» **Prompt**: Copy everything from the line containing "TARGET = green moss" down to the end of the records, requests included, and increase every coordinate number in the answers by 13. Leave the pictures out of your answer.

Object location annotation data

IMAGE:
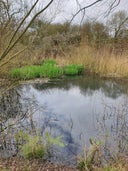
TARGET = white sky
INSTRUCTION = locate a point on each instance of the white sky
(69, 7)
(63, 10)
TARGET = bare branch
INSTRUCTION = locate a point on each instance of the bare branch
(83, 9)
(10, 47)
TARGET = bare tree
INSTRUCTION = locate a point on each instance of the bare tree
(14, 39)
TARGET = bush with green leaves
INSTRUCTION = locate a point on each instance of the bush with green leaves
(73, 69)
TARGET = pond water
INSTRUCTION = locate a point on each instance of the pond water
(77, 109)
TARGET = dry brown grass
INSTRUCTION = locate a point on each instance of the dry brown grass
(101, 61)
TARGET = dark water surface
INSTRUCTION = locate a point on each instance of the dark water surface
(78, 109)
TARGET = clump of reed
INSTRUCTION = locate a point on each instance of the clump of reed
(102, 62)
(48, 69)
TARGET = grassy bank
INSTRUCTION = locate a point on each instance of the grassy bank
(102, 62)
(21, 164)
(48, 69)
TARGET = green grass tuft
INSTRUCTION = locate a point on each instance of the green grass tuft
(73, 69)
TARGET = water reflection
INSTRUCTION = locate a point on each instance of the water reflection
(76, 108)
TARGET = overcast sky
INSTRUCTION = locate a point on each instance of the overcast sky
(98, 11)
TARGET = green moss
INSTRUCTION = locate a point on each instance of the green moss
(33, 148)
(73, 69)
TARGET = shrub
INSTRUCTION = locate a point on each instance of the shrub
(73, 69)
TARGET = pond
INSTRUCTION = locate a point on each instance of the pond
(75, 108)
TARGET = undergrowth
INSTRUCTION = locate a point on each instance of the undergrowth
(48, 69)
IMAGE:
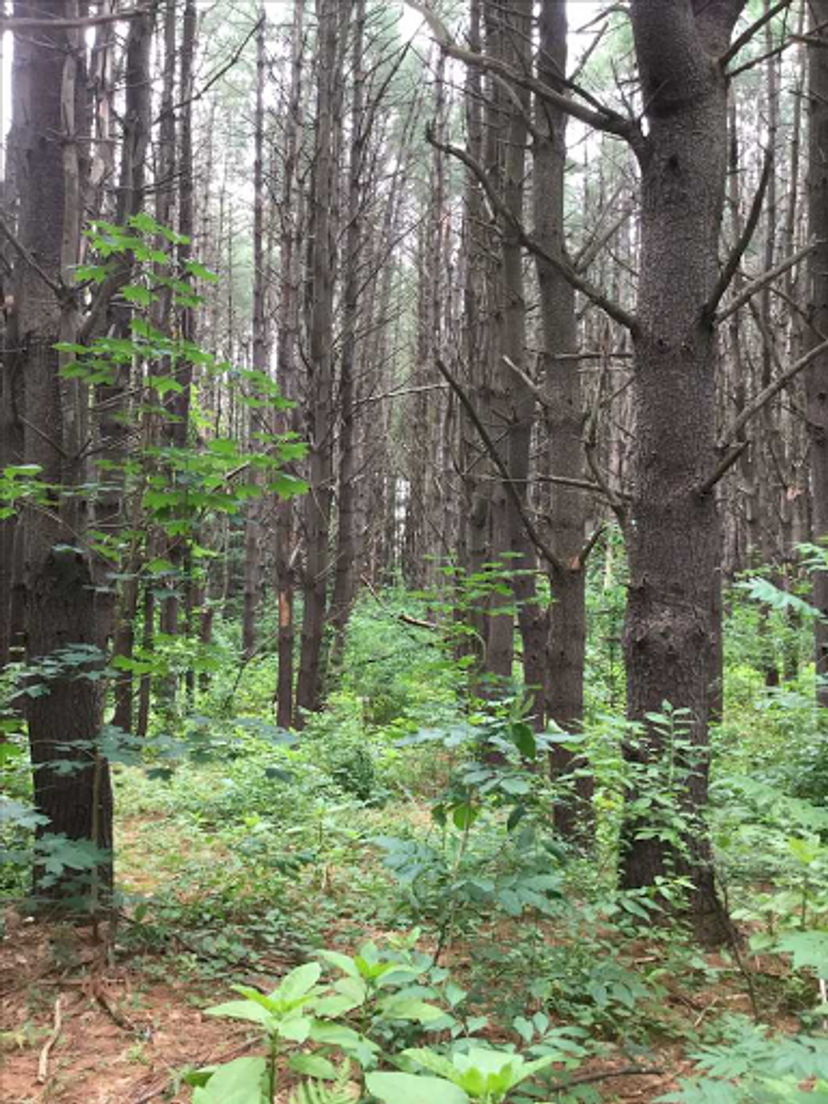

» **Right answer**:
TARGET = green moss
INSTRUCTION = locate a point on each instance of the green moss
(46, 161)
(86, 82)
TARGET = shrub
INSTRUCTION = locate a point on each instance of the shrub
(86, 82)
TARGET = pond
INSTRUCTION = locate a point on each instance of the pond
(88, 121)
TARGET = undergrowth
INSTRUCTION = locate a point on each instance of the undergrowth
(61, 82)
IMAGE:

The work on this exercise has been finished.